**WORK TO BE COMPLETED:**
Once every line below with "robe" has been counted, state the total and nothing else.

Recorded data:
.....

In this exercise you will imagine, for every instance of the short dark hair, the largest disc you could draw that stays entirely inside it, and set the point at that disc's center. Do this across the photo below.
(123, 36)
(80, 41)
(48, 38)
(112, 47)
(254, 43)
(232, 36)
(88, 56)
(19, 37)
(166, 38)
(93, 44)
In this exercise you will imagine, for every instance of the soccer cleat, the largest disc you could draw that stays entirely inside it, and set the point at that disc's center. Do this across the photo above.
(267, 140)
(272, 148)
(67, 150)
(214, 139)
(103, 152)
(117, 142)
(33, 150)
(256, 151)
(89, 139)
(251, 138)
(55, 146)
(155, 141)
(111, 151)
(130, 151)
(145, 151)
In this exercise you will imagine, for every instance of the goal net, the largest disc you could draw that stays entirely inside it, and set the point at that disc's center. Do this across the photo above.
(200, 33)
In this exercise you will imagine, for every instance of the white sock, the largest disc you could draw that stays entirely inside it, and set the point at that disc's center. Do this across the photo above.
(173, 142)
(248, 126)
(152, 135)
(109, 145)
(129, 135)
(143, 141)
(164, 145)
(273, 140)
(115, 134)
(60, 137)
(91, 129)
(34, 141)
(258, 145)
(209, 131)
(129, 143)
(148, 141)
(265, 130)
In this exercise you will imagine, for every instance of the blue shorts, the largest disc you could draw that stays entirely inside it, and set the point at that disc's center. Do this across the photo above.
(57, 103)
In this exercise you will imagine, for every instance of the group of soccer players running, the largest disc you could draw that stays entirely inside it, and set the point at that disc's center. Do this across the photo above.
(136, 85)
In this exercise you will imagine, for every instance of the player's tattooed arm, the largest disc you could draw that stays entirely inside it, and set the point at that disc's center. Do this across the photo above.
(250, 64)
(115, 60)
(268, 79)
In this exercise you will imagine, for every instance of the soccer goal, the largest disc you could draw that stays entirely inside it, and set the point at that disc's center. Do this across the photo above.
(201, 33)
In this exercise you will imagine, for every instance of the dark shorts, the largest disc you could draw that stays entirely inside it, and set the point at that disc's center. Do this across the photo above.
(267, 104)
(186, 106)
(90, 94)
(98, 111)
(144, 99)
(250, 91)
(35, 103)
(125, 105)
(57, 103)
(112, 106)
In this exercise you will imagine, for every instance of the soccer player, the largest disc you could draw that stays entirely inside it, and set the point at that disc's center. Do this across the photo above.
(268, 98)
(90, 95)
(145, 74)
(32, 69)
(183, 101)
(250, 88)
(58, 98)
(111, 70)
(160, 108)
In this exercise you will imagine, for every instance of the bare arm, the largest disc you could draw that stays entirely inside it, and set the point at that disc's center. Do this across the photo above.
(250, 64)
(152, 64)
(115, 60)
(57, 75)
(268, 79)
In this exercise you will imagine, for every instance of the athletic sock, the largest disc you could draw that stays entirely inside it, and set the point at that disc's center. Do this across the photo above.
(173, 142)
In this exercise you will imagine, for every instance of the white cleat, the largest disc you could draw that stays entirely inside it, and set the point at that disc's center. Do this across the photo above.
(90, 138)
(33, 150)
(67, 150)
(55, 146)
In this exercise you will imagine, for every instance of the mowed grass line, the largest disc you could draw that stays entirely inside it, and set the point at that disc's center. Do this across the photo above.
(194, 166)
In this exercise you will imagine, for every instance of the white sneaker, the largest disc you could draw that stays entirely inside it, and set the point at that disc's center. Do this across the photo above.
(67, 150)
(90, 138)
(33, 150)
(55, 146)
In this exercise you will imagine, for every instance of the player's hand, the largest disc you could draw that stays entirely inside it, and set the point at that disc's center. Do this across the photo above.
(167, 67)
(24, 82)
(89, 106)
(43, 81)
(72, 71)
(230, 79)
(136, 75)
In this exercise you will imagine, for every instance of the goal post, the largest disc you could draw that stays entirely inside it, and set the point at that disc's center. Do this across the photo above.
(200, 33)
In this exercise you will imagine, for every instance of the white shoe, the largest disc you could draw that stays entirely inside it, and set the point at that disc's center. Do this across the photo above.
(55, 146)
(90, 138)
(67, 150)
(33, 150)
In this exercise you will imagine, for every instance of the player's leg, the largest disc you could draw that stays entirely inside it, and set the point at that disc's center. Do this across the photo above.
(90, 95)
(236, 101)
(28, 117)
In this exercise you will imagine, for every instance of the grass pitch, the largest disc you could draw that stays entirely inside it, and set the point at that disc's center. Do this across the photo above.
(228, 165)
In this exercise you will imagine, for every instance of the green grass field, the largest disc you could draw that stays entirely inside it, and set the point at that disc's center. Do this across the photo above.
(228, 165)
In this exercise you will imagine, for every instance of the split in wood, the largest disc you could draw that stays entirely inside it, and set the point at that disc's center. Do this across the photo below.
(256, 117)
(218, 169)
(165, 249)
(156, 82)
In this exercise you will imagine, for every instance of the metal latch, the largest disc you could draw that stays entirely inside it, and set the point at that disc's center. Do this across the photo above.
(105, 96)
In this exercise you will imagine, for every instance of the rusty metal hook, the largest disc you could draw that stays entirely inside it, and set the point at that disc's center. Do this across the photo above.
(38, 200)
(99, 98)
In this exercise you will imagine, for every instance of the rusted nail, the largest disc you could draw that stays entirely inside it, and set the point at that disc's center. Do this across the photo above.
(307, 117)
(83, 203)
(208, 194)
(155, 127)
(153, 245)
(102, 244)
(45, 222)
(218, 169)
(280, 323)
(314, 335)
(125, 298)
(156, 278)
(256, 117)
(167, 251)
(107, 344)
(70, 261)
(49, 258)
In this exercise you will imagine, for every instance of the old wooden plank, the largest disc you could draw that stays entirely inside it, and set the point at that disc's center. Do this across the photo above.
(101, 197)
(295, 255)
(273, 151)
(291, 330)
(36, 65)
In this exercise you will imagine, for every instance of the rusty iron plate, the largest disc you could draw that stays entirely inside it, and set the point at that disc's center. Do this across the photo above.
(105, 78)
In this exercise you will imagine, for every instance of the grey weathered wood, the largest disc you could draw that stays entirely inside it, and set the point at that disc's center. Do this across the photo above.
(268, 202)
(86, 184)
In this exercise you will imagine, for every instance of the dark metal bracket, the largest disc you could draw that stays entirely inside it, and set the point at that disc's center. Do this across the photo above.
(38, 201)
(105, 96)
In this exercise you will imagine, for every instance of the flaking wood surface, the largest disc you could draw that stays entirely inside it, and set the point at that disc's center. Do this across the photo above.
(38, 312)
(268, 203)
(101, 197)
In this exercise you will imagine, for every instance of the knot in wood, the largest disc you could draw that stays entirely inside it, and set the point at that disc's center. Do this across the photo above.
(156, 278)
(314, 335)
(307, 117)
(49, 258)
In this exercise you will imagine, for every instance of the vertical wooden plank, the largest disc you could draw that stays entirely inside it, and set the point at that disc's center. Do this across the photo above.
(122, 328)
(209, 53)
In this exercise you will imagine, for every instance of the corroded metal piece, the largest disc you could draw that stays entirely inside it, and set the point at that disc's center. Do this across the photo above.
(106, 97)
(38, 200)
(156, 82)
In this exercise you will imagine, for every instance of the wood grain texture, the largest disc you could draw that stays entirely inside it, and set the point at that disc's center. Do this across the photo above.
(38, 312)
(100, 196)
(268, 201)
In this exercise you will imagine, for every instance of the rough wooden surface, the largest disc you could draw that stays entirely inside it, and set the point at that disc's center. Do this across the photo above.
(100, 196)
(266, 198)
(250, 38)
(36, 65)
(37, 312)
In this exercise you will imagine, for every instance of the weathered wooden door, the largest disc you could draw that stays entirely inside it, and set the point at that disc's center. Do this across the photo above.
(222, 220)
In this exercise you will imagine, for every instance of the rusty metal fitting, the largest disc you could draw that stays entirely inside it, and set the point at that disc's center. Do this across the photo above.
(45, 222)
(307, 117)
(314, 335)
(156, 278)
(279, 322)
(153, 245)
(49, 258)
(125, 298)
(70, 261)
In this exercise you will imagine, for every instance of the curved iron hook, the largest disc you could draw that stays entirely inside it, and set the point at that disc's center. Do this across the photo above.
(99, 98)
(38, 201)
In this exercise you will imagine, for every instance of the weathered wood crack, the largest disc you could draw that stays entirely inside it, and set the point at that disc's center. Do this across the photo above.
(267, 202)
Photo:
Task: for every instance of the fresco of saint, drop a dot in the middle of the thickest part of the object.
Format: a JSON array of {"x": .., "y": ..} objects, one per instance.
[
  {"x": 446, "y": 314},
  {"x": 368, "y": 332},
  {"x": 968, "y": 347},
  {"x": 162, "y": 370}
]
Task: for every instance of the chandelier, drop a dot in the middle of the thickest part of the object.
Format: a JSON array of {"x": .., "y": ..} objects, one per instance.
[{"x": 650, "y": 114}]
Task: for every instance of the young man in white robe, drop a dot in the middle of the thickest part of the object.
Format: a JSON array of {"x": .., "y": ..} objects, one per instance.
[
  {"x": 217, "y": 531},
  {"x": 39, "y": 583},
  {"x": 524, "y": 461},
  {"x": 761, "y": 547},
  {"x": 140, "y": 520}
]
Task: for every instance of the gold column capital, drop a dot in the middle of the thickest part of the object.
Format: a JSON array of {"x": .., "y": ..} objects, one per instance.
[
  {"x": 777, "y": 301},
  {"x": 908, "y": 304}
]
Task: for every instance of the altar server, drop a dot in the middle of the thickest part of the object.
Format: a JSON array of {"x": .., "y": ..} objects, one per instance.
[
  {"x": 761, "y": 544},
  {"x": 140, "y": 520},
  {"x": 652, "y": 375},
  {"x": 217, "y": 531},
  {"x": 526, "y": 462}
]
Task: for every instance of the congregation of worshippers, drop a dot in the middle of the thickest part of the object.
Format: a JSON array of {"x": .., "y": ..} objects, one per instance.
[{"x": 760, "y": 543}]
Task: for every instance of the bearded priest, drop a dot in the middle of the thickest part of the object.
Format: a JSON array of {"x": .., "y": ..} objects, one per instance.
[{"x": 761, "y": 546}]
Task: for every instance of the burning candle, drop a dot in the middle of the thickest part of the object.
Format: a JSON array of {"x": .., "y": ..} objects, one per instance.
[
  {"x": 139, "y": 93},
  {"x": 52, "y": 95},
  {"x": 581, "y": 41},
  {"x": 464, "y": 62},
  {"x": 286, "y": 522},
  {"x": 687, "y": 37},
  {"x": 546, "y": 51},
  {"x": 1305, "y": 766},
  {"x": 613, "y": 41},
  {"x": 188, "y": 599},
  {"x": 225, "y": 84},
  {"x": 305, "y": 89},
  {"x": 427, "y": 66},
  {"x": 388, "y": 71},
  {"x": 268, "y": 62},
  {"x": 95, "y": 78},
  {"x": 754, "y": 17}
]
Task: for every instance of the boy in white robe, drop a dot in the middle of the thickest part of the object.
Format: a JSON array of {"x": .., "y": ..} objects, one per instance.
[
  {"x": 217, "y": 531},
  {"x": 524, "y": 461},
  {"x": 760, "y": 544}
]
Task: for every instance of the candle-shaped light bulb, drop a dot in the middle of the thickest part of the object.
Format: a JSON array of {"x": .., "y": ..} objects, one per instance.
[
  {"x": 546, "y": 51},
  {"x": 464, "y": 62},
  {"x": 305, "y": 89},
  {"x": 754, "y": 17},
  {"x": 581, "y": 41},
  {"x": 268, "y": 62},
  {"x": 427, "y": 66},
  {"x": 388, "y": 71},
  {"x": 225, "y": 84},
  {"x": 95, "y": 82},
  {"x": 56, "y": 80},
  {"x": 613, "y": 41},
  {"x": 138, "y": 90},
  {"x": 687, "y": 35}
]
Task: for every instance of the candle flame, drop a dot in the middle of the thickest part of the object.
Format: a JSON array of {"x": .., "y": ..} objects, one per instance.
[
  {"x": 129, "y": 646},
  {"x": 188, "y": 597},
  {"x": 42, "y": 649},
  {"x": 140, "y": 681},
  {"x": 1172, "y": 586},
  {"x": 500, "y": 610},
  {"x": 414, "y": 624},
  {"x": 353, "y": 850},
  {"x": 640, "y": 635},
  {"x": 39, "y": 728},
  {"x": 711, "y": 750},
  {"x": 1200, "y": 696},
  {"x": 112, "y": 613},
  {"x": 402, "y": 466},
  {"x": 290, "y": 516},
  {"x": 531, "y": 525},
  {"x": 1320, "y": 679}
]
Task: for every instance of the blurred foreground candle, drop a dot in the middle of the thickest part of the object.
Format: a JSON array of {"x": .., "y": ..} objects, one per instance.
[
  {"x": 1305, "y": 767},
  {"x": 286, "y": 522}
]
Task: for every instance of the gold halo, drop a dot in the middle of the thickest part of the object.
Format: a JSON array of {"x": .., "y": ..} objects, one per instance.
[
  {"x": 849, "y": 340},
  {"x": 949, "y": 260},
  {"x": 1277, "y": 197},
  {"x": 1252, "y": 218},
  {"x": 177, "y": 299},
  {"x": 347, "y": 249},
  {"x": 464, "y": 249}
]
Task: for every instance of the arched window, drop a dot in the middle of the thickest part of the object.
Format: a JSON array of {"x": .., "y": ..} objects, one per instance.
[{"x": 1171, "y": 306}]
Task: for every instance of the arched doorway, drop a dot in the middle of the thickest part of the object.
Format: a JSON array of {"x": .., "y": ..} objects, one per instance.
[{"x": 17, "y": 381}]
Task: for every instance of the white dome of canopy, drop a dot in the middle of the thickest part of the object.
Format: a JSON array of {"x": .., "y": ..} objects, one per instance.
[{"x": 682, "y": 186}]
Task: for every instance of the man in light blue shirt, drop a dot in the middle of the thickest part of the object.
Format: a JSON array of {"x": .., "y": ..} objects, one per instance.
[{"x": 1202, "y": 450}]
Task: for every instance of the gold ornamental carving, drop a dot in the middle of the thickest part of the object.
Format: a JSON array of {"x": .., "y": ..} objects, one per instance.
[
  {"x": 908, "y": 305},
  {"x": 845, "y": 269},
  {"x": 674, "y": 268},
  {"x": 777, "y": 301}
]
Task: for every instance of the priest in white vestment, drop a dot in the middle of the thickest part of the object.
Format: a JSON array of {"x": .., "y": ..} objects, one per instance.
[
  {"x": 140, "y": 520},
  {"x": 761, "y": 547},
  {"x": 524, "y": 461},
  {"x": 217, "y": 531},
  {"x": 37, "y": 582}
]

.....

**RESULT OF THE EXERCISE:**
2